** About this task **
A single number is the answer: the count of lines in these records with "below" in them.

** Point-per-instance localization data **
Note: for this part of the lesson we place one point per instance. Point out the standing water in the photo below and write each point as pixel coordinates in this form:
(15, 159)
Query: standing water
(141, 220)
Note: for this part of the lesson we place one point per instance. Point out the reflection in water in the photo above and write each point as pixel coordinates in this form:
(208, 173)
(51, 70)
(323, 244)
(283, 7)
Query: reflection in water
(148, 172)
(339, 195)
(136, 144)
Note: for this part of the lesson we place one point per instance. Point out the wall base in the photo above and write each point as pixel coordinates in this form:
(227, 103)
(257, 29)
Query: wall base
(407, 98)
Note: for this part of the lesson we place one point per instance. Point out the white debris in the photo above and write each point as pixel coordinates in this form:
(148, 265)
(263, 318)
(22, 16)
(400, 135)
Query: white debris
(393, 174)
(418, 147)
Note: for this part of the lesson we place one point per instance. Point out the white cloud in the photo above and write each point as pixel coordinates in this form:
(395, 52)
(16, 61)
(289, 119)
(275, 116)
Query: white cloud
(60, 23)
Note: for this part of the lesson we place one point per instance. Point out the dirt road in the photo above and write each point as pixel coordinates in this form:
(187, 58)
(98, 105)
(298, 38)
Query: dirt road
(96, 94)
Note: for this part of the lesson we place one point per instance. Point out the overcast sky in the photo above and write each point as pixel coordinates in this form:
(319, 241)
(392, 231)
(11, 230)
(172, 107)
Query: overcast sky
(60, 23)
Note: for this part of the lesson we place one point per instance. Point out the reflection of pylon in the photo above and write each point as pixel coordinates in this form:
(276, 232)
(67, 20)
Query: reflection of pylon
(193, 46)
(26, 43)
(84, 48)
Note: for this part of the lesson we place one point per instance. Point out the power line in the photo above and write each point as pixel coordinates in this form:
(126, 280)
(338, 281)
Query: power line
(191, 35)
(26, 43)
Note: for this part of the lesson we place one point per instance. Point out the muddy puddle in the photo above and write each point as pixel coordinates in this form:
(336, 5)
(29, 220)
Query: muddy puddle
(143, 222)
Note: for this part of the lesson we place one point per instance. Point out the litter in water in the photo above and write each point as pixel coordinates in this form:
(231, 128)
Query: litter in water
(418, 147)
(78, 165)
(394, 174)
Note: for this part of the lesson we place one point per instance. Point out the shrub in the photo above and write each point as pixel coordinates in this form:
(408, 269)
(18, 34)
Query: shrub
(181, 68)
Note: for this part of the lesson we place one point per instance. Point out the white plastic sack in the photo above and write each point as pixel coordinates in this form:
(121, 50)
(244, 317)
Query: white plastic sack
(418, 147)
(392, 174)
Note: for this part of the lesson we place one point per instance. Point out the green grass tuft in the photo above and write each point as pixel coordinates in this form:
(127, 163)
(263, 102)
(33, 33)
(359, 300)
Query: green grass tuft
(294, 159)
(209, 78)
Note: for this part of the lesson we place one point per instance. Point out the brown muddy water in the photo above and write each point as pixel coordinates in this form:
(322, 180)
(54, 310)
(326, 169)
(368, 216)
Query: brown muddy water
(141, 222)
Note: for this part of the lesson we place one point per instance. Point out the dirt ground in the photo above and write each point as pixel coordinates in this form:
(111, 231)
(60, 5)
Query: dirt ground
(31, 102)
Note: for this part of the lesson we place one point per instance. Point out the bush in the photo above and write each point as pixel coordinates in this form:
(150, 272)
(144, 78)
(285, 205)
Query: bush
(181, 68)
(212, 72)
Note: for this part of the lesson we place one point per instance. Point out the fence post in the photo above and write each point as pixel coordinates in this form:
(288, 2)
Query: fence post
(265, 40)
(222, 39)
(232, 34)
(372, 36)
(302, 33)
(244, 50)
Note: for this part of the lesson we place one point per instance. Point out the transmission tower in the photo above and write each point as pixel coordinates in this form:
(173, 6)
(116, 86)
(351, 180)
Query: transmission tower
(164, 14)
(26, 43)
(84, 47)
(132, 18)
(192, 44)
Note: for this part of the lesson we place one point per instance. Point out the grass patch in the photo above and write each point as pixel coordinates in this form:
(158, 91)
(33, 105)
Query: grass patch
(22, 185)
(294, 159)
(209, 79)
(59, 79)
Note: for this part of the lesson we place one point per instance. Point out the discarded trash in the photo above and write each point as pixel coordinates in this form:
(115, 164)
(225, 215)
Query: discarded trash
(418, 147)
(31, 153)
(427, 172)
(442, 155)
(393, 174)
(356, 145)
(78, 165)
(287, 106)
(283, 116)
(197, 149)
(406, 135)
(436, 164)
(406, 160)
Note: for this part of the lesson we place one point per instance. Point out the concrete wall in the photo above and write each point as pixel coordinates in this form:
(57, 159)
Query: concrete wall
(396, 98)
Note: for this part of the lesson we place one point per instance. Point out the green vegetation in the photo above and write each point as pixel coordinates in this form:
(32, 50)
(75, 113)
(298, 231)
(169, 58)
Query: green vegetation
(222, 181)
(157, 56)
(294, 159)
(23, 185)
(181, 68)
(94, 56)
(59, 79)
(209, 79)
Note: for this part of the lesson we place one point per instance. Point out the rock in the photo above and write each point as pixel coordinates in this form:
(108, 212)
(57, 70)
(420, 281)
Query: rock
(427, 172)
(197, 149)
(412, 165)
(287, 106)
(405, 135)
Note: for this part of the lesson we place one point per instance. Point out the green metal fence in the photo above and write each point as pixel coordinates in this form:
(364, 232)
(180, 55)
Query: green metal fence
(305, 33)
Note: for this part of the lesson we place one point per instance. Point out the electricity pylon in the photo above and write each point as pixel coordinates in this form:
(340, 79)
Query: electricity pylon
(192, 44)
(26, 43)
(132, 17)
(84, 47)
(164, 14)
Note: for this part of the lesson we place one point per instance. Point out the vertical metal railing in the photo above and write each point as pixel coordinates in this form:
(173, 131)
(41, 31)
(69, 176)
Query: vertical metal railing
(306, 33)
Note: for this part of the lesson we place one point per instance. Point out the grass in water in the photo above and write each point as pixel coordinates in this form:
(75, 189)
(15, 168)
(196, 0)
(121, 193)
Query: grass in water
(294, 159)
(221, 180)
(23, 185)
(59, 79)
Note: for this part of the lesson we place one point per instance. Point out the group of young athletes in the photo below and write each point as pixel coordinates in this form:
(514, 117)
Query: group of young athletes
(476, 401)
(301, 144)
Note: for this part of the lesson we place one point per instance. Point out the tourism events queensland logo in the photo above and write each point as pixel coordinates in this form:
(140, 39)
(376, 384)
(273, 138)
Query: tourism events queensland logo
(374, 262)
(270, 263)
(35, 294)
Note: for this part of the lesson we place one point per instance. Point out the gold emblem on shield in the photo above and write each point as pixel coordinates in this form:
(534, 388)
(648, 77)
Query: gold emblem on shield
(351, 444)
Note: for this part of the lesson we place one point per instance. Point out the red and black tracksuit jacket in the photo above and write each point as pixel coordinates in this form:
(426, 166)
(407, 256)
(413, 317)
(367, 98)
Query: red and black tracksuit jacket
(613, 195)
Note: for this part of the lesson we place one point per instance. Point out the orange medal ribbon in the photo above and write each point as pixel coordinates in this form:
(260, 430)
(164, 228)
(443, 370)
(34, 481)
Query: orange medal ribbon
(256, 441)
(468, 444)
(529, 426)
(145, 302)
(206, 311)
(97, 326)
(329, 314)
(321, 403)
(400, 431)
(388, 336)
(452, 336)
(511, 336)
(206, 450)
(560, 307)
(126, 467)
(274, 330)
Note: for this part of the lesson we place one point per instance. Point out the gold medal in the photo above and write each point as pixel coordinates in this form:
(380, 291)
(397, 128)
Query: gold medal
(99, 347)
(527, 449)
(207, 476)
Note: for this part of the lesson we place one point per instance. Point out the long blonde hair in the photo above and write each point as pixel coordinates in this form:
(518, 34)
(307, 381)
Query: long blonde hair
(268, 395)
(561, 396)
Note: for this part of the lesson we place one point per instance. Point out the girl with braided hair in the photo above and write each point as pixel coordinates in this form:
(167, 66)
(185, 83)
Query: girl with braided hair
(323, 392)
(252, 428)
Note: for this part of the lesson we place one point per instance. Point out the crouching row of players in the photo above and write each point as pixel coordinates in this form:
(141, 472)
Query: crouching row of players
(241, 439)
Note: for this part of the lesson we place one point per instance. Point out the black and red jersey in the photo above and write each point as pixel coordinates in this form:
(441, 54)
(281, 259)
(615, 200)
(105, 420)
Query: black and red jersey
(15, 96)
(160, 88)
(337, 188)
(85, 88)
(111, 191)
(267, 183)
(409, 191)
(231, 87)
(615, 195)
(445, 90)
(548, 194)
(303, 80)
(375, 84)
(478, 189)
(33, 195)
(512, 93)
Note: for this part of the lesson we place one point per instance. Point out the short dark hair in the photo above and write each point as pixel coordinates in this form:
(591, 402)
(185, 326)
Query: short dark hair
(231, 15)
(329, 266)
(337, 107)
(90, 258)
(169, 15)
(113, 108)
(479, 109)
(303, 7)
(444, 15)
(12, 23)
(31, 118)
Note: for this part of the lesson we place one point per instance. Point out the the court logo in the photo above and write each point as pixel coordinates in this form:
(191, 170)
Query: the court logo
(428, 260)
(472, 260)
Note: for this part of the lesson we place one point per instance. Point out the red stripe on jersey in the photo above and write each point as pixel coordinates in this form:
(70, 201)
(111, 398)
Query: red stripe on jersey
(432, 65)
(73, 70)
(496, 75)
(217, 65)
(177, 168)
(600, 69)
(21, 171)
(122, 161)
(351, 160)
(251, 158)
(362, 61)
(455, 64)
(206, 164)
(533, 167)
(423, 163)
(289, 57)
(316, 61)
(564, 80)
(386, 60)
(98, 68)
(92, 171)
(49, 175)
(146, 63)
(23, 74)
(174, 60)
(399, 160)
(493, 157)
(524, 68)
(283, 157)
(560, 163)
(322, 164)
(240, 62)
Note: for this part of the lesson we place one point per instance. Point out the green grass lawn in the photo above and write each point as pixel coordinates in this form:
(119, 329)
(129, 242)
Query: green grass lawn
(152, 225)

** Solution for this exercise **
2